Please copy all of the rows below word for word, leaving the pictures out.

>> START

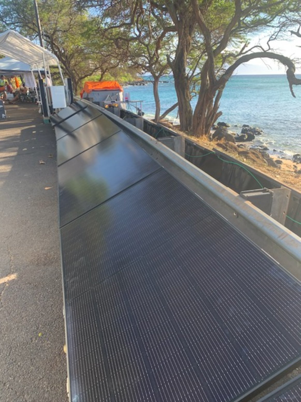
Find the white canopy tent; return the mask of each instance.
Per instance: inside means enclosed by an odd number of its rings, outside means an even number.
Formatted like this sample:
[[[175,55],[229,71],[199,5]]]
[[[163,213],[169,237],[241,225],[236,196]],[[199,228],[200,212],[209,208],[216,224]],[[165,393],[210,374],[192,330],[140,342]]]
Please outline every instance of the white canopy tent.
[[[59,64],[57,57],[49,50],[11,29],[0,34],[0,53],[26,63],[34,70],[43,68],[45,64]]]
[[[29,64],[15,59],[12,59],[11,57],[4,57],[0,59],[0,72],[2,74],[5,73],[17,74],[30,72],[31,70]]]
[[[60,75],[65,86],[64,77],[57,58],[46,49],[36,45],[18,32],[9,29],[0,34],[0,54],[13,57],[16,60],[29,65],[33,75],[33,70],[45,70],[48,72],[49,66],[57,66]],[[47,96],[46,96],[47,98]],[[49,115],[49,102],[47,100],[47,108]]]

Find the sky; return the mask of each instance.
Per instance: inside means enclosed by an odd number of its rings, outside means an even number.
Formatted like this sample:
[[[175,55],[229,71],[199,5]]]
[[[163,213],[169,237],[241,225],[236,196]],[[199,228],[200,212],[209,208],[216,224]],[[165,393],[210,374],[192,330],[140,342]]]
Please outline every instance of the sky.
[[[261,38],[257,37],[251,41],[250,47],[258,43],[264,45],[266,43],[266,36],[263,36]],[[301,74],[301,47],[298,47],[301,46],[301,38],[290,35],[285,40],[274,41],[271,43],[271,46],[272,44],[273,50],[275,53],[293,59],[300,59],[299,66],[298,63],[295,63],[296,73]],[[285,70],[284,66],[279,65],[273,60],[255,59],[240,66],[236,70],[236,74],[238,75],[285,74]]]

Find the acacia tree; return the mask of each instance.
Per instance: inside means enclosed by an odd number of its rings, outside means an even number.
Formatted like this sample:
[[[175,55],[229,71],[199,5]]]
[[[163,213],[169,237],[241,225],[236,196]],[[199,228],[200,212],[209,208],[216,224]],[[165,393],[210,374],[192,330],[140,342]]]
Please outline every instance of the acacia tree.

>> END

• [SOLVED PROBLEM]
Find the white canopy tent; return the mask of each instance.
Per instance: inside means enclosed by an odd number of its rings, outside means an even number.
Formatted like this sample:
[[[175,55],[229,71],[199,5]]]
[[[163,213],[169,237],[241,225],[236,196]],[[199,228],[200,212],[209,208],[216,224]],[[165,393],[210,374],[192,330],[140,342]]]
Please outline every instance of the white canopy tent.
[[[59,64],[57,57],[49,50],[11,29],[0,34],[0,53],[26,63],[34,70],[43,68],[45,64]]]
[[[29,64],[15,59],[12,59],[11,57],[4,57],[0,59],[0,72],[2,74],[5,73],[17,74],[30,72],[31,70]]]
[[[60,75],[65,86],[64,77],[57,58],[46,49],[36,45],[18,32],[9,29],[0,34],[0,54],[13,57],[16,60],[29,65],[33,75],[33,70],[45,70],[48,72],[49,66],[57,66]],[[47,96],[46,96],[47,98]],[[49,115],[49,102],[47,100],[47,108]]]

Find the sky; return the mask of each instance.
Per instance: inside means enclosed by an odd number of its rings, outside means an even number.
Formatted like this sample:
[[[175,55],[229,71],[199,5]]]
[[[163,213],[169,237],[241,225],[236,196]],[[199,228],[200,212],[209,208],[216,224]],[[165,393],[210,374],[192,330],[140,342]]]
Please outline every instance of the sky.
[[[261,38],[257,37],[251,41],[250,47],[258,43],[264,45],[266,43],[266,36],[263,36]],[[301,74],[301,47],[298,47],[301,46],[301,38],[290,35],[285,40],[274,41],[271,43],[271,46],[272,44],[273,50],[275,53],[293,59],[300,59],[299,66],[298,63],[295,63],[296,73]],[[285,70],[284,66],[279,65],[273,60],[255,59],[240,66],[236,70],[236,74],[238,75],[285,74]]]

Find the acacia tree; return the mask of each instance.
Per instance: inside means enclosed by an odd number of its rings, outside means an even number.
Formatted like this sample:
[[[175,55],[229,71],[199,5]]]
[[[163,213],[169,237],[241,225],[236,196]],[[199,228],[200,212],[209,208],[216,224]],[[165,393],[210,374],[192,330],[140,342]]]
Please outline every instance of the acacia tree.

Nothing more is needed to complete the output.